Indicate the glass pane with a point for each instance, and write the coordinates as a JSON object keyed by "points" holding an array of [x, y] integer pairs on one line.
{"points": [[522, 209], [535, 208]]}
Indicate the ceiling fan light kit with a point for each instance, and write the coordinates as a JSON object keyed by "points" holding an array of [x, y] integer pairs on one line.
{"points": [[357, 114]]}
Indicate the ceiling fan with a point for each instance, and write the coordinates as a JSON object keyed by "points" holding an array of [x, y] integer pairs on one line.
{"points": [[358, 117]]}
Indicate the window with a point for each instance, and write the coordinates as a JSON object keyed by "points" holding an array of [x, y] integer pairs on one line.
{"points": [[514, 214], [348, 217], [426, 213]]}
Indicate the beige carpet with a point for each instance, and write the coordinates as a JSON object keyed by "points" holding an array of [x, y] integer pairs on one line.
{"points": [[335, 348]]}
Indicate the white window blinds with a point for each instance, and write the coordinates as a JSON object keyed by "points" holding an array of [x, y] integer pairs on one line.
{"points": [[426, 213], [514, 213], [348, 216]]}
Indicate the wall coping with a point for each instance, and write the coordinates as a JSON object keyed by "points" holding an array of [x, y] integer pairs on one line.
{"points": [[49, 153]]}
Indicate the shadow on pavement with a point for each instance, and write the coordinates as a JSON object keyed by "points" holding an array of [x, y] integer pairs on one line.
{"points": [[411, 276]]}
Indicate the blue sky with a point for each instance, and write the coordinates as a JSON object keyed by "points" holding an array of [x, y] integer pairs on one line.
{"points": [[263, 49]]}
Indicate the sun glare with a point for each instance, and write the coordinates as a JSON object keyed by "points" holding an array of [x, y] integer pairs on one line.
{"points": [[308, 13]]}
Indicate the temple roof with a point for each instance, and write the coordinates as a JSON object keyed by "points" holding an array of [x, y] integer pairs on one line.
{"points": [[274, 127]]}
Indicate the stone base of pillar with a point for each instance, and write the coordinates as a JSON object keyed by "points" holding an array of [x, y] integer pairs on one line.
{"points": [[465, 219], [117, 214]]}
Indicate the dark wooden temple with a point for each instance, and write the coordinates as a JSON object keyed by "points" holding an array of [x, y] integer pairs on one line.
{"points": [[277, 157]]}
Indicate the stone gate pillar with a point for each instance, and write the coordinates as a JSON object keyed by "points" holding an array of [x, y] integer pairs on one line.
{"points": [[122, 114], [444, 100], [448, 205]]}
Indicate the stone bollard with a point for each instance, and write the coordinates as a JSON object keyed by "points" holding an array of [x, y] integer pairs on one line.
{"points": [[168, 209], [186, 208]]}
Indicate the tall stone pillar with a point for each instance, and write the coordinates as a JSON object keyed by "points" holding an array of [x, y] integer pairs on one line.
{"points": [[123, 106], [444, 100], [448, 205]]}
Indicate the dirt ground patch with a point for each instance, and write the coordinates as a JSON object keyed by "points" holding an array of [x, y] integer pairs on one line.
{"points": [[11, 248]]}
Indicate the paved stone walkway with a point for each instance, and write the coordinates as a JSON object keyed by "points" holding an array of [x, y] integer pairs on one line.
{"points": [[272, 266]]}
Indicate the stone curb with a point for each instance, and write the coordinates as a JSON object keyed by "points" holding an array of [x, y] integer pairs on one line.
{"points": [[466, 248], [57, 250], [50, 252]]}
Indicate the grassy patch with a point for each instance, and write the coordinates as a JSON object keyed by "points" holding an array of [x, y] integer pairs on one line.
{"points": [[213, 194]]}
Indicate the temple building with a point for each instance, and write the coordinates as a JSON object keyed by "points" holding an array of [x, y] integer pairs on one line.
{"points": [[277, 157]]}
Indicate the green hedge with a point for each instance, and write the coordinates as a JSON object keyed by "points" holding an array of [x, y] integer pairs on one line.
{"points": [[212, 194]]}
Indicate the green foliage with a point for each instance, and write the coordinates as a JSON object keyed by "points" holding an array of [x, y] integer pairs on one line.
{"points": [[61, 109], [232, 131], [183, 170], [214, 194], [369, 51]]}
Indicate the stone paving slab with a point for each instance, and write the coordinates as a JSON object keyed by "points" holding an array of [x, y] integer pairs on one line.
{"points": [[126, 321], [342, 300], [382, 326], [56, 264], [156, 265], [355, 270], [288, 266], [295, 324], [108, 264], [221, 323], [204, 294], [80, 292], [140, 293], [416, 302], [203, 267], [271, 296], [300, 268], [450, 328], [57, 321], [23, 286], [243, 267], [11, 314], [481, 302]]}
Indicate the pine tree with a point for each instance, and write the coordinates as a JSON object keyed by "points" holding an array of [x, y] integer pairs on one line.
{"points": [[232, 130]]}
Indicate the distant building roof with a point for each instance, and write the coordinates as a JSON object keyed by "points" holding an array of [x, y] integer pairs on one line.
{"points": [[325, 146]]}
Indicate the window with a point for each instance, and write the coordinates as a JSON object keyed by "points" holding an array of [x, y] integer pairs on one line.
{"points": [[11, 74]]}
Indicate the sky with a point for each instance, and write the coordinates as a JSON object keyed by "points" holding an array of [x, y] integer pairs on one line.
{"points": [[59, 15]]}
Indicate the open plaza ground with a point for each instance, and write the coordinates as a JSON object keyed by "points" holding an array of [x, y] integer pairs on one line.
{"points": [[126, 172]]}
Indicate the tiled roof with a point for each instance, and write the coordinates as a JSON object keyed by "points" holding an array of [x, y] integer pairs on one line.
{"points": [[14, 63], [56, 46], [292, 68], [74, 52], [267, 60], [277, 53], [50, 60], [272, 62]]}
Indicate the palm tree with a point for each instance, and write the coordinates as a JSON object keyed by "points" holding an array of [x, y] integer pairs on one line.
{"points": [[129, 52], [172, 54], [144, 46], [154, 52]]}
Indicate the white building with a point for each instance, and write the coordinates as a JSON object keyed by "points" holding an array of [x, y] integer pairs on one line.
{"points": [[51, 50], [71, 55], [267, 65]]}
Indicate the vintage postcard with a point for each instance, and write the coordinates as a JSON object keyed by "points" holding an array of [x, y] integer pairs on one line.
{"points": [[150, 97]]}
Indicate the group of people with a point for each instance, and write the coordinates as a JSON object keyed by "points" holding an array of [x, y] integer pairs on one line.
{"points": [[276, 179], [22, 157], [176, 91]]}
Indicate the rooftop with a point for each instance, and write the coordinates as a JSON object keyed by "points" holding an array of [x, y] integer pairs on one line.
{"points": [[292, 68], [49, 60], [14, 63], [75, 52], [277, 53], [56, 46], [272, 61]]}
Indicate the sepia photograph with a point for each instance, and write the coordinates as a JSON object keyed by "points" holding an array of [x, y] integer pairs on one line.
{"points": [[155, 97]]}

### PROMPT:
What you give back must match the records word for word.

### WRITTEN ANSWER:
Indicate the glass pane with a point for each instance, and write the coordinates as a JSON object keyed by "points" holding an array of [x, y] integer pairs on one line.
{"points": [[522, 209], [535, 208]]}
Indicate the ceiling fan light kit with a point for each instance, and write the coordinates as a JSON object keyed by "points" holding an array of [x, y] integer pairs on one line.
{"points": [[357, 114]]}
Indicate the ceiling fan with a point for each instance, and write the coordinates as a JSON object keyed by "points" holding an array of [x, y] integer pairs on one line.
{"points": [[358, 117]]}
Indicate the window with a point for each instance, and write the coordinates as a JSON object keyed by "points" holding an array of [x, y] integer pairs on one line.
{"points": [[514, 214], [348, 217], [426, 213]]}
Indicate the beige carpet with a point for each instance, and write the coordinates as a JSON object keyed by "points" holding an array of [x, y] integer pairs on one line.
{"points": [[335, 348]]}
Indicate the white window blinds with a point for each instance, and write the coordinates as a JSON object keyed by "points" holding an array of [x, y] integer pairs on one line.
{"points": [[426, 213], [514, 213], [348, 216]]}
Indicate the wall coping with a point for each instance, and write the coordinates as a JSON object keyed by "points" holding an array of [x, y] integer pairs on one line.
{"points": [[49, 153]]}
Indicate the shadow on pavement with a point for each instance, and write the coordinates as a JSON object keyed by "points" holding an array of [x, y] integer pairs on one line.
{"points": [[411, 276]]}
Indicate the blue sky with a point for each instance, and write the coordinates as a JSON object keyed by "points" holding an array of [x, y] integer pairs on one line.
{"points": [[263, 49]]}
Indicate the sun glare with a point for each instance, and write the coordinates as a JSON object keyed by "points" holding an array of [x, y] integer pairs on one line.
{"points": [[308, 13]]}
Indicate the temple roof with a point for each instance, and write the coordinates as a JSON object keyed by "points" holding an array of [x, y] integer pairs on one line.
{"points": [[274, 127]]}
Indicate the stone base of pillar with a point for each instance, and write the coordinates as a JSON object keyed by "points" holding an array of [x, y] integer pairs on one line.
{"points": [[465, 219], [117, 214]]}
Indicate the dark wooden temple with a point for each instance, and write the coordinates as a JSON object keyed by "points" holding an array of [x, y] integer pairs on one line.
{"points": [[277, 157]]}
Indicate the stone gate pillar with a point for each instance, and write the coordinates as a JSON object keyed by "points" holding an array of [x, y] integer pairs on one line.
{"points": [[122, 114], [444, 100], [448, 205]]}
Indicate the stone bollard with a point for each instance, and write the coordinates as a JSON object keyed by "points" holding an array of [x, y] integer pairs on one line.
{"points": [[168, 209], [186, 208]]}
Indicate the tall stone pillar with a point for each instance, and write the coordinates as a JSON object keyed by "points" holding an array of [x, y] integer pairs on one line.
{"points": [[123, 106], [444, 100], [448, 205]]}
Indicate the dirt ground patch with a point for each instance, and write the coordinates as a JSON object keyed by "points" holding an array of [x, y] integer pairs on one line.
{"points": [[11, 248]]}
Indicate the paved stone walkway with a point for each instance, and write the coordinates as a JSON object keyed by "points" holding an array of [x, y] integer pairs on one line.
{"points": [[272, 266]]}
Indicate the stone curb with a point for each instance, and write the coordinates as a JSON object keyed by "points" holding an array of [x, y] integer pairs on one line.
{"points": [[466, 248], [57, 250], [50, 252]]}
Indicate the grassy patch with a point for each instance, and write the coordinates as a JSON object keyed by "points" holding an array of [x, y] integer pairs on one line.
{"points": [[213, 194]]}
Indicate the temple building with a point for each instance, and write the coordinates as a JSON object keyed by "points" holding an array of [x, y] integer pairs on one line.
{"points": [[277, 157]]}
Indicate the green hedge with a point for each instance, and write the coordinates as a JSON object keyed by "points" holding an array of [x, y] integer pairs on one line.
{"points": [[212, 194]]}
Indicate the green foliage with a point for each instance, and write the coordinates as a JSON object keyed by "points" holding an array of [x, y] integer pairs on one line.
{"points": [[61, 109], [232, 131], [183, 170], [214, 194], [369, 51]]}
Indicate the stone paving slab with a point for each instance, and write the coordinates as a JSON object keyed by "points" holding an array of [x, y] integer pairs on one line.
{"points": [[126, 321], [342, 300], [382, 326], [56, 264], [156, 265], [355, 270], [288, 266], [295, 324], [108, 264], [221, 323], [204, 294], [80, 292], [140, 293], [416, 302], [203, 267], [271, 296], [300, 268], [450, 328], [57, 321], [23, 286], [243, 267], [11, 314], [481, 302]]}
Indicate the pine tree with a point for each instance, and write the coordinates as a JSON object keyed by "points" holding an array of [x, y] integer pairs on one line.
{"points": [[232, 130]]}
Indicate the distant building roof with a point for each instance, and write the coordinates as a JSON object keyed by "points" holding an array of [x, y] integer pairs on one line.
{"points": [[325, 146]]}
Indicate the window with a point for each instance, and write the coordinates as a JSON object keyed by "points" holding an array of [x, y] integer pairs on one line.
{"points": [[11, 74]]}
Indicate the sky with a point for each instance, and write the coordinates as a JSON object keyed by "points" holding an array of [x, y] integer pairs on one line.
{"points": [[59, 15]]}
Indicate the open plaza ground with a point for each instance, and write the coordinates as a JSON object keyed by "points" holding an array of [x, y] integer pairs on one line.
{"points": [[126, 172]]}
Indicate the tiled roof with a point for each instance, and write the coordinates as a JSON object keyed by "points" holding an array of [x, y] integer pairs on one line.
{"points": [[14, 63], [56, 46], [292, 68], [74, 52], [267, 60], [277, 53], [50, 60], [272, 62]]}
Indicate the palm tree with a point for each instance, and write the coordinates as a JSON object keyed by "points" holding an array of [x, y] integer pairs on one line.
{"points": [[129, 52], [172, 54], [144, 46], [154, 52]]}
Indicate the white building with a point for each instance, and write the coordinates as a JSON object keyed by "points" holding an array of [x, y] integer pairs on one line.
{"points": [[51, 50], [71, 55], [267, 65]]}
Indicate the vintage postcard with a point for each instance, and write the coordinates as a JSON object keyed by "points" holding an array of [x, y] integer pairs on one line.
{"points": [[150, 97]]}
Indicate the group of people with a point for each instance, and write the coordinates as a JSON object keyed by "points" holding an array of [x, y] integer pairs on one line.
{"points": [[276, 179], [22, 157], [176, 91]]}
Indicate the rooftop with a point for each instance, and write the coordinates as a JSON object keyed by "points" holding an array of [x, y] integer pairs on one line.
{"points": [[292, 68], [49, 60], [14, 63], [75, 52], [277, 53], [56, 46], [272, 61]]}
Indicate the sepia photograph with a point for each instance, and write the coordinates as a JSON object keyed by "points" holding an array of [x, y] integer pairs on one line.
{"points": [[155, 97]]}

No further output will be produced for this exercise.